▶ Requirement: The entire listing, reproduced exactly and stripped of images, is the expected output.

▶ Data to examine:
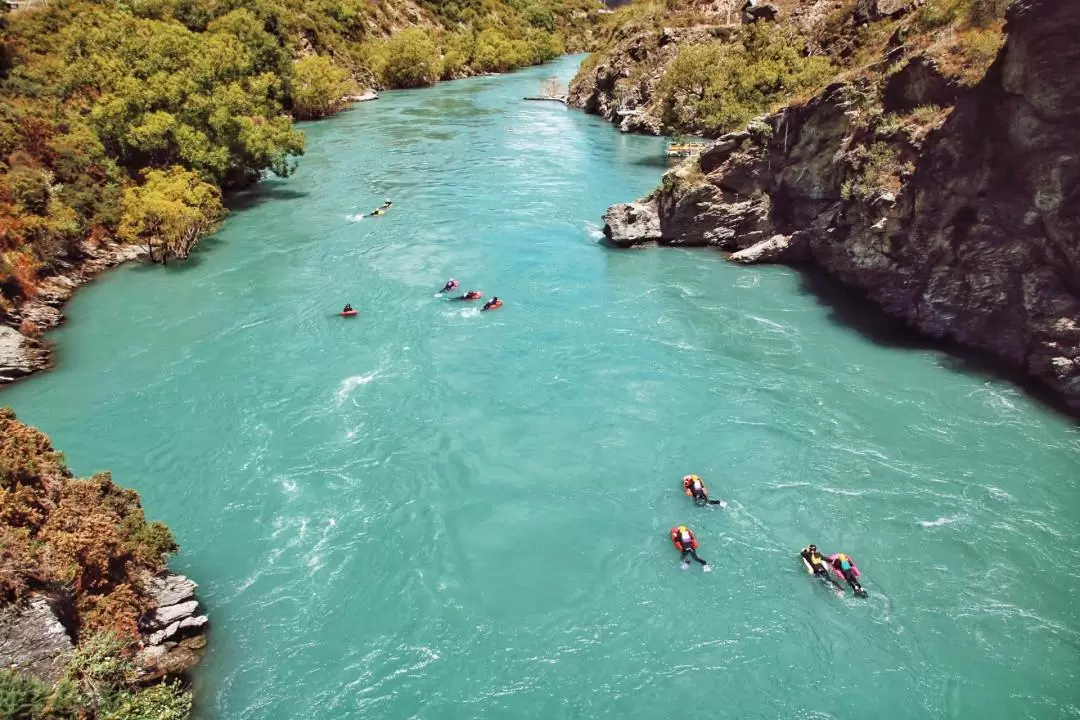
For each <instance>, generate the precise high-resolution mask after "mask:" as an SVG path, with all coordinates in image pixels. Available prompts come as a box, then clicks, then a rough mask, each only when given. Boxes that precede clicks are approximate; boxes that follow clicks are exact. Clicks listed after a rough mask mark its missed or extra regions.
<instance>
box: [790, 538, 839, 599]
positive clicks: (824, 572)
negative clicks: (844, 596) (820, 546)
mask: <svg viewBox="0 0 1080 720" xmlns="http://www.w3.org/2000/svg"><path fill="white" fill-rule="evenodd" d="M799 556H800V557H801V558H802V565H805V566H806V569H807V572H809V573H810V574H812V575H813V576H815V578H821V579H822V580H824V581H827V582H829V583H832V584H833V585H835V586H836V589H837V590H839V592H840V593H843V585H841V584H840V583H838V582H836V581H835V580H833V578H832V576H829V574H828V566H827V565H826V562H825V558H824V557H823V556H822V555H821V553H819V552H818V546H816V545H814V544H813V543H811V544H810V545H807V546H806V547H804V548H802V549H801V551H800V552H799Z"/></svg>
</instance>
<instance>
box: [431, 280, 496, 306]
mask: <svg viewBox="0 0 1080 720" xmlns="http://www.w3.org/2000/svg"><path fill="white" fill-rule="evenodd" d="M459 287H461V283H459V282H458V281H456V280H454V279H453V277H450V279H449V280H448V281H446V284H445V285H443V289H441V290H440V293H453V291H454V290H456V289H458V288H459ZM482 297H484V294H483V293H481V291H480V290H469V291H468V293H465V294H463V295H459V296H457V297H456V298H453V299H454V300H464V301H472V300H480V299H481V298H482ZM501 307H502V300H500V299H499V296H498V295H496V296H495V297H492V298H491V299H490V300H488V301H487V302H485V303H484V307H483V308H481V310H482V311H483V310H498V309H499V308H501Z"/></svg>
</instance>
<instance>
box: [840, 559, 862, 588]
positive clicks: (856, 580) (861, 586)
mask: <svg viewBox="0 0 1080 720" xmlns="http://www.w3.org/2000/svg"><path fill="white" fill-rule="evenodd" d="M848 565H849V568H848V569H847V570H845V569H843V568H842V567H841V566H840V560H839V558H837V559H836V560H835V561H834V562H833V567H834V568H836V570H837V572H839V573H840V574H841V575H843V579H845V580H846V581H848V584H849V585H851V589H853V590H854V592H855V595H859V594H861V593H864V592H865V590H863V585H862V583H860V582H859V578H856V576H855V571H854V570H852V569H851V568H852V567H854V566H853V565H852V563H851V561H850V560H849V561H848Z"/></svg>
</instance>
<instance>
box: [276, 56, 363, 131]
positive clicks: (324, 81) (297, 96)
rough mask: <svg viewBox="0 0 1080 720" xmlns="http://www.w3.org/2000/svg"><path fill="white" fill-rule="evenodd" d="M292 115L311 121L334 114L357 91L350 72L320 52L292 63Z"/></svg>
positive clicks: (351, 74)
mask: <svg viewBox="0 0 1080 720" xmlns="http://www.w3.org/2000/svg"><path fill="white" fill-rule="evenodd" d="M292 90H293V92H292V95H293V117H295V118H297V119H299V120H314V119H316V118H325V117H326V116H330V114H334V113H335V112H337V111H338V110H340V109H341V108H342V107H343V106H345V101H343V99H342V98H345V97H346V96H347V95H353V94H355V93H357V92H359V91H360V87H357V85H356V81H354V80H353V79H352V74H351V73H350V72H349V71H348V70H346V69H343V68H340V67H338V66H337V65H335V64H334V60H332V59H329V58H328V57H323V56H322V55H309V56H307V57H301V58H300V59H299V60H297V62H296V65H295V66H294V78H293V87H292Z"/></svg>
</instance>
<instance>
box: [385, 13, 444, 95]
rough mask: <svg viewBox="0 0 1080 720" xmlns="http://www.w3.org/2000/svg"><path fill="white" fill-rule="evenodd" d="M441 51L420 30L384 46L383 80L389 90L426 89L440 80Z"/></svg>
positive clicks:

▶ Exercise result:
For each <instance>, generate the precise high-resolution mask after "mask:" as an SVG path, with all coordinates in image pixels. Available prompts come as a box, then clicks, then a rough mask, each only when given. Boxes that precede clicks are approximate; boxes that follow clicks are exact. Clicks listed after a rough mask mark its missed or extra regions.
<instance>
box: [790, 538, 839, 599]
positive clicks: (824, 572)
negative clicks: (844, 596) (820, 546)
mask: <svg viewBox="0 0 1080 720" xmlns="http://www.w3.org/2000/svg"><path fill="white" fill-rule="evenodd" d="M799 556H800V557H801V558H802V565H805V566H806V569H807V572H809V573H810V574H812V575H813V576H815V578H821V579H822V580H824V581H827V582H829V583H832V584H833V585H835V586H836V589H837V590H839V592H840V593H843V585H841V584H840V583H838V582H836V581H835V580H833V578H832V576H829V574H828V566H827V565H826V562H825V558H824V557H823V556H822V555H821V553H819V552H818V546H816V545H814V544H813V543H811V544H810V545H807V546H806V547H804V548H802V549H801V551H800V552H799Z"/></svg>
</instance>
<instance>
box: [431, 280, 496, 306]
mask: <svg viewBox="0 0 1080 720" xmlns="http://www.w3.org/2000/svg"><path fill="white" fill-rule="evenodd" d="M459 287H461V283H459V282H458V281H456V280H454V279H453V277H450V279H449V280H448V281H446V284H445V285H443V289H441V290H440V293H453V291H454V290H456V289H458V288H459ZM482 297H484V294H483V293H481V291H480V290H469V291H468V293H465V294H463V295H459V296H457V297H456V298H453V299H454V300H464V301H472V300H480V299H481V298H482ZM501 307H502V300H500V299H499V296H498V295H496V296H495V297H492V298H491V299H490V300H488V301H487V302H485V303H484V307H483V308H481V310H482V311H483V310H498V309H499V308H501Z"/></svg>
</instance>
<instance>
box: [840, 559, 862, 588]
positive clicks: (856, 580) (861, 586)
mask: <svg viewBox="0 0 1080 720" xmlns="http://www.w3.org/2000/svg"><path fill="white" fill-rule="evenodd" d="M848 565H849V568H848V569H847V570H845V569H843V568H842V567H841V566H840V560H839V558H837V559H836V560H835V561H834V562H833V567H834V568H836V570H837V572H839V573H840V574H841V575H843V579H845V580H846V581H848V584H849V585H851V589H853V590H854V592H855V595H859V594H861V593H864V592H865V590H863V585H862V583H860V582H859V578H856V576H855V571H854V570H852V569H851V568H852V567H854V566H853V565H852V563H851V561H850V560H849V561H848Z"/></svg>
</instance>
<instance>
box: [276, 56, 363, 131]
positive clicks: (324, 81) (297, 96)
rough mask: <svg viewBox="0 0 1080 720" xmlns="http://www.w3.org/2000/svg"><path fill="white" fill-rule="evenodd" d="M292 115L311 121L334 114L357 91L350 72L320 52L292 63Z"/></svg>
positive clicks: (351, 74)
mask: <svg viewBox="0 0 1080 720" xmlns="http://www.w3.org/2000/svg"><path fill="white" fill-rule="evenodd" d="M292 90H293V92H292V95H293V117H295V118H297V119H299V120H314V119H316V118H325V117H326V116H330V114H334V113H335V112H337V111H338V110H340V109H341V108H342V107H343V106H345V101H343V99H342V98H345V97H346V96H347V95H353V94H355V93H357V92H359V91H360V87H357V85H356V81H354V80H353V79H352V74H351V73H350V72H349V71H348V70H346V69H343V68H340V67H338V66H337V65H335V64H334V60H332V59H329V58H328V57H323V56H322V55H309V56H307V57H301V58H300V59H299V60H297V62H296V65H295V66H294V78H293V87H292Z"/></svg>
</instance>
<instance>
box: [385, 13, 444, 95]
rough mask: <svg viewBox="0 0 1080 720" xmlns="http://www.w3.org/2000/svg"><path fill="white" fill-rule="evenodd" d="M441 51L420 30L384 46L383 80L389 90L426 89L440 80Z"/></svg>
positive clicks:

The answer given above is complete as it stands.